• Work required
Update everything from "# target: airplane wing" down to "M 104 25 L 106" in the listing, replacing "airplane wing" with "aircraft wing" and keeping all else unchanged. Leave the pictures out of your answer.

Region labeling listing
Start

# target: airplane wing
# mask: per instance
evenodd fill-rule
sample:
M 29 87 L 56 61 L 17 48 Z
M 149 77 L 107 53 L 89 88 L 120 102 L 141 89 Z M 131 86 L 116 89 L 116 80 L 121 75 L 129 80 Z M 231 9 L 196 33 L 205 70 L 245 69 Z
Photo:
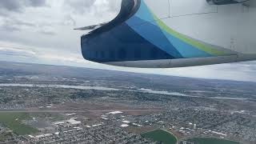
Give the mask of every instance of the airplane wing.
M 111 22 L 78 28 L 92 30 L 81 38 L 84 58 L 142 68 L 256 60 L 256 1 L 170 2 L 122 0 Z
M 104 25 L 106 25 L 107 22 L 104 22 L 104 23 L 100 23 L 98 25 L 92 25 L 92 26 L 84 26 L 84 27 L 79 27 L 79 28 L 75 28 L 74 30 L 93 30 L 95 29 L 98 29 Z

End
Start

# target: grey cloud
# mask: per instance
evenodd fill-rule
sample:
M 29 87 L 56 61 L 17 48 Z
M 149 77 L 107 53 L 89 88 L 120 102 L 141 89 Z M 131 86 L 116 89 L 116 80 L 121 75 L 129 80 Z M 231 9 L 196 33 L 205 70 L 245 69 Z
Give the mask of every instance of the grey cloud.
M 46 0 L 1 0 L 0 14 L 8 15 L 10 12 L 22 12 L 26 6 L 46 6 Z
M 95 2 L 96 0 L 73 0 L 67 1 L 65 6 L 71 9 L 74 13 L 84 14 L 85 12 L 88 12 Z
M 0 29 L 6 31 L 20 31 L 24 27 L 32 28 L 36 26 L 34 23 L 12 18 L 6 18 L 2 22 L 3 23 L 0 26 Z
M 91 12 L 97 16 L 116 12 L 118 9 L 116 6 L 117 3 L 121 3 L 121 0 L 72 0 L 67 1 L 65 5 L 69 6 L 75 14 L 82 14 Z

End
Start

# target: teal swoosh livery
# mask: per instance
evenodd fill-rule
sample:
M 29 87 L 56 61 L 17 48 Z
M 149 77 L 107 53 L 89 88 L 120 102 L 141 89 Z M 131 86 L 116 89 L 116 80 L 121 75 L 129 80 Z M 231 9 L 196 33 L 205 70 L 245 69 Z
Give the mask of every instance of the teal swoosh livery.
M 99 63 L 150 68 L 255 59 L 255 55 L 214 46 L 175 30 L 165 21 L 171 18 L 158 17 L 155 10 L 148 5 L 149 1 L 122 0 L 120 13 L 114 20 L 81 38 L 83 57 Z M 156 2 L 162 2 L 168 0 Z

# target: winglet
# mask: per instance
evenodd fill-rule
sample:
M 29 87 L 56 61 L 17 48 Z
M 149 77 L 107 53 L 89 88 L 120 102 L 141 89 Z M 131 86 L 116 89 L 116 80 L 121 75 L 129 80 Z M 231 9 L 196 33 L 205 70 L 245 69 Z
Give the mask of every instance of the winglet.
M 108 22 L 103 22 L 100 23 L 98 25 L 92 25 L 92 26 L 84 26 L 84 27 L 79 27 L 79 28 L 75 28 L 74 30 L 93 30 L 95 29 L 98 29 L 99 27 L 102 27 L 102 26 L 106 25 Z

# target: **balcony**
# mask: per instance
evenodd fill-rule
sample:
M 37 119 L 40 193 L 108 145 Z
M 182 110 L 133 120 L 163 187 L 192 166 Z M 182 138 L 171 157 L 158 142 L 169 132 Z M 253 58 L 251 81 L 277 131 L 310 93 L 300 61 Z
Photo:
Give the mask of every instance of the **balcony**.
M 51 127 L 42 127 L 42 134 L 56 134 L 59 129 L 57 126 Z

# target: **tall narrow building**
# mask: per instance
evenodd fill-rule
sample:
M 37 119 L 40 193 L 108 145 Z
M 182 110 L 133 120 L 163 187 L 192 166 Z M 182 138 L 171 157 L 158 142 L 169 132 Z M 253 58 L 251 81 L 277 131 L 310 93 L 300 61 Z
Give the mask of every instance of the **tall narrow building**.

End

• Solved problem
# target: aircraft wing
# mask: per instance
evenodd fill-rule
sample:
M 29 87 L 56 61 L 17 48 Z
M 149 77 L 107 53 L 89 88 L 120 102 L 141 89 Z M 131 86 L 116 89 L 116 80 L 121 75 L 129 80 Z M 231 9 L 196 33 L 205 70 L 245 69 Z
Photo:
Give the mask of every instance of the aircraft wing.
M 111 22 L 78 28 L 92 30 L 81 38 L 84 58 L 142 68 L 256 60 L 256 1 L 170 2 L 122 0 Z
M 104 25 L 106 25 L 107 22 L 104 22 L 104 23 L 100 23 L 98 25 L 92 25 L 92 26 L 84 26 L 84 27 L 79 27 L 79 28 L 75 28 L 74 30 L 93 30 L 95 29 L 98 29 Z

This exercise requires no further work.